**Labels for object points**
☆ ☆ ☆ ☆
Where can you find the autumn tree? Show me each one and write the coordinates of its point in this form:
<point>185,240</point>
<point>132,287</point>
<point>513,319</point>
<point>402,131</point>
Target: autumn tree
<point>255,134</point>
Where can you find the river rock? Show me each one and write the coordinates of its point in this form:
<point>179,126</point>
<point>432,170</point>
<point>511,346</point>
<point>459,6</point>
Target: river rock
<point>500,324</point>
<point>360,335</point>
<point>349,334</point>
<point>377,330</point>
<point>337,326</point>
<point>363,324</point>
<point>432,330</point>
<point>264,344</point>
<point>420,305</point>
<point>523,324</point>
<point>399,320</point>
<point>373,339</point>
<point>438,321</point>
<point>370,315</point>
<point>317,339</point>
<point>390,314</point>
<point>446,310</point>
☆ ☆ ☆ ☆
**WRITTEN PROBLEM**
Rewrite the records from the beginning through the line containing "<point>255,134</point>", changing "autumn tree" to "maple tree" and leaving everything else unchanged.

**RESPONSE TO THIS EXERCISE**
Where can you find the maple tree? Show me each one and write the coordinates of its point in this form:
<point>185,240</point>
<point>132,287</point>
<point>513,319</point>
<point>402,131</point>
Target: maple tree
<point>255,134</point>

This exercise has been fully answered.